Actualiza el texto sobre el debate económico: vuelve a escribirlo empezando en "Para ellos la" y terminando en "enerva y confunde.", con "gasto público" cambiado por "déficit fiscal".

DOCUMENTO FUENTE:
"""

Para ellos la razón de fondo es el gasto público fuera de control. Desde la otra vereda, se explica la inflación como un síntoma de la lucha distributiva, se achacan los problemas a los grupos concentrados de la economía y a conspiraciones externas, se considera una ficción hablar de cesación de pagos. Los argumentos enfrentados no son novedad, sino una constante de la última década. En este jardín de los senderos que se bifurcan, según el intérprete elegido se obtendrá una versión completamente opuesta de la realidad del país. Es un debate sin mediaciones, que enerva y confunde.

"""

MATERIAL ENTREGADO:
"""

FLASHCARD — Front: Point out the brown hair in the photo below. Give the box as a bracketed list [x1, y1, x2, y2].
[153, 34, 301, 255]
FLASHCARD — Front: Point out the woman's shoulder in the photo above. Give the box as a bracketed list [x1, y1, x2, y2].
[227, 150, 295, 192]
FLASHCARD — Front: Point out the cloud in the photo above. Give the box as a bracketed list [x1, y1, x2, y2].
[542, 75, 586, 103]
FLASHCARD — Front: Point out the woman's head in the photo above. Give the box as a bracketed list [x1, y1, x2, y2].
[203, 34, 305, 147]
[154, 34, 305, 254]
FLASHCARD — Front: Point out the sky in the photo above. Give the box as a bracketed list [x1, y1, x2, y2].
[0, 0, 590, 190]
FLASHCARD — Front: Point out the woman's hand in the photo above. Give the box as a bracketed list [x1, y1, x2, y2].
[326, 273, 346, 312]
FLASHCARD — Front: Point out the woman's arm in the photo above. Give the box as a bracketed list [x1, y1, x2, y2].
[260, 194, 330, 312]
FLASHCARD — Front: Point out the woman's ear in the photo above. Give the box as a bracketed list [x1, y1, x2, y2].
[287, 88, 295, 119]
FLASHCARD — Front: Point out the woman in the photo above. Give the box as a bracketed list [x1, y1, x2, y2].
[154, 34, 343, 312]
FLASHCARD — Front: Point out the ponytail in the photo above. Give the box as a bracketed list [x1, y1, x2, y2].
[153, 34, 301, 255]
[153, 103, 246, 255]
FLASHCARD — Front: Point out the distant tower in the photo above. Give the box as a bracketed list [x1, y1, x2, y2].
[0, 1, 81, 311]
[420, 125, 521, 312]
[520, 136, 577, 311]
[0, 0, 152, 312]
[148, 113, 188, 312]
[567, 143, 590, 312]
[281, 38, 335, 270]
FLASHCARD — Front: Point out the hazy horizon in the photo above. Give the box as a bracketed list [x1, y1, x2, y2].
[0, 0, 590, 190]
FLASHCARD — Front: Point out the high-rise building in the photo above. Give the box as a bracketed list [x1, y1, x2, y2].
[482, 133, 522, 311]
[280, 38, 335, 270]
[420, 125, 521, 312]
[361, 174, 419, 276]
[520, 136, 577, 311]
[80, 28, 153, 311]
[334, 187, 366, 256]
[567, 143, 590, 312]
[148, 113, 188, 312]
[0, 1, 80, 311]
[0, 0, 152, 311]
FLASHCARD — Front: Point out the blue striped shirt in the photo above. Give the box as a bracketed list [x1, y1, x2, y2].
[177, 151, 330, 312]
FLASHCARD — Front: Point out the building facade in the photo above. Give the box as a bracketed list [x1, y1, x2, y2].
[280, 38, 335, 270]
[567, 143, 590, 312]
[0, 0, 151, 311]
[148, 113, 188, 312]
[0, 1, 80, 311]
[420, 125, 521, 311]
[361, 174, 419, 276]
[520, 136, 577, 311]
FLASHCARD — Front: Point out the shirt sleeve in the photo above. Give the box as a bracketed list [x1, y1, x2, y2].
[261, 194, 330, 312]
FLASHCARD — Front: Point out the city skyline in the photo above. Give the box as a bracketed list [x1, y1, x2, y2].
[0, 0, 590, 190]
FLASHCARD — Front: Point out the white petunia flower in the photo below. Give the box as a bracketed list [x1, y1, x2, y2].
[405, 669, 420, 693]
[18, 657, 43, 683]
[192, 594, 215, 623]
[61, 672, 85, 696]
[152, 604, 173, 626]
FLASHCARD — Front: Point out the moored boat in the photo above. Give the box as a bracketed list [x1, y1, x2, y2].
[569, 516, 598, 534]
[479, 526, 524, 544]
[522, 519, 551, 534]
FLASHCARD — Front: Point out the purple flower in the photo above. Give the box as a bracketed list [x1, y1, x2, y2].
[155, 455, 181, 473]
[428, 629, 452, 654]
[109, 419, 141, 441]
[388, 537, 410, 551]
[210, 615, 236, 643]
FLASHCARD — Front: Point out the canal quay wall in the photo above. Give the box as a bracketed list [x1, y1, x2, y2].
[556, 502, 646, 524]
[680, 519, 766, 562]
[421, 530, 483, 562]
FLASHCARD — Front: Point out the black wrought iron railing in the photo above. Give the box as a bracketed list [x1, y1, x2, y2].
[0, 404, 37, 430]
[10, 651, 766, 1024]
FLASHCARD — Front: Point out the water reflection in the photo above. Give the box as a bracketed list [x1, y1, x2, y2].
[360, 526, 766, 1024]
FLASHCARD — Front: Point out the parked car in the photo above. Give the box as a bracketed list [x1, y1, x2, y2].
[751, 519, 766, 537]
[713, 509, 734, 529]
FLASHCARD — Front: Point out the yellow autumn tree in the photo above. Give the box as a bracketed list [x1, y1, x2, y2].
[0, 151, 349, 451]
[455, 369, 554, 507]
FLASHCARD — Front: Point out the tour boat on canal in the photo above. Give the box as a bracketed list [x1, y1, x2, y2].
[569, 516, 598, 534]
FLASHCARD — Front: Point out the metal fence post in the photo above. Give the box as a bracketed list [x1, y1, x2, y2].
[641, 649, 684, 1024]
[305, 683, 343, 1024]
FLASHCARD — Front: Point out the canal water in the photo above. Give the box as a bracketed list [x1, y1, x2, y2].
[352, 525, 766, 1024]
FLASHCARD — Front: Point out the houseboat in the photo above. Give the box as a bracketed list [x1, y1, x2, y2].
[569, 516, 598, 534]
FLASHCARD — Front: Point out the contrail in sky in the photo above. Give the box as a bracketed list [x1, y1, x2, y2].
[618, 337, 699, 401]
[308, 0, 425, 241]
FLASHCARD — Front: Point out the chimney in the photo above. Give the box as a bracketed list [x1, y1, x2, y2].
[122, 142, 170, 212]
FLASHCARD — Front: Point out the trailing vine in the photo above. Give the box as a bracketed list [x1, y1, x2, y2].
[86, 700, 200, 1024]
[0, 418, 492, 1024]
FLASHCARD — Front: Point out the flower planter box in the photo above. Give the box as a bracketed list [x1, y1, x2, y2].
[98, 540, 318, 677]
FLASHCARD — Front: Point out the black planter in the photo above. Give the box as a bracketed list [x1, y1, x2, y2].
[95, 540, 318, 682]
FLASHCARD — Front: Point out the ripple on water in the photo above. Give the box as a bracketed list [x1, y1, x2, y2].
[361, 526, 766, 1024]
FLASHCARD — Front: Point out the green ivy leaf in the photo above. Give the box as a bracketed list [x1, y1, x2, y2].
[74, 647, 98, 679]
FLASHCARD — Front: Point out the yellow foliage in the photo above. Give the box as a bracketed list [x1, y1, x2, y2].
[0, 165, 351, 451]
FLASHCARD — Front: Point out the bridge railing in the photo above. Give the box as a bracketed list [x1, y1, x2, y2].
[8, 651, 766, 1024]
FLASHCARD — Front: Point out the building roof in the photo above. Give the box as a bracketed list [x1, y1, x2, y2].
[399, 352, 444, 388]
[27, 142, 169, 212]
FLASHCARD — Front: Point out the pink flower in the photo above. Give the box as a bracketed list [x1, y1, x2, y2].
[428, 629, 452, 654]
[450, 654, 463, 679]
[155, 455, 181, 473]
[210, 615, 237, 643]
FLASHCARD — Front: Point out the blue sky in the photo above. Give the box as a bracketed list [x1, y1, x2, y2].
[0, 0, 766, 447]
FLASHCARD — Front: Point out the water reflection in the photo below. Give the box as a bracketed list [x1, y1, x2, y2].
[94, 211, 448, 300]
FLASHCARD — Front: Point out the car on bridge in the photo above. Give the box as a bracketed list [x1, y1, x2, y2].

"""

RESPUESTA:
Para ellos la razón de fondo es el déficit fiscal fuera de control. Desde la otra vereda, se explica la inflación como un síntoma de la lucha distributiva, se achacan los problemas a los grupos concentrados de la economía y a conspiraciones externas, se considera una ficción hablar de cesación de pagos. Los argumentos enfrentados no son novedad, sino una constante de la última década. En este jardín de los senderos que se bifurcan, según el intérprete elegido se obtendrá una versión completamente opuesta de la realidad del país. Es un debate sin mediaciones, que enerva y confunde.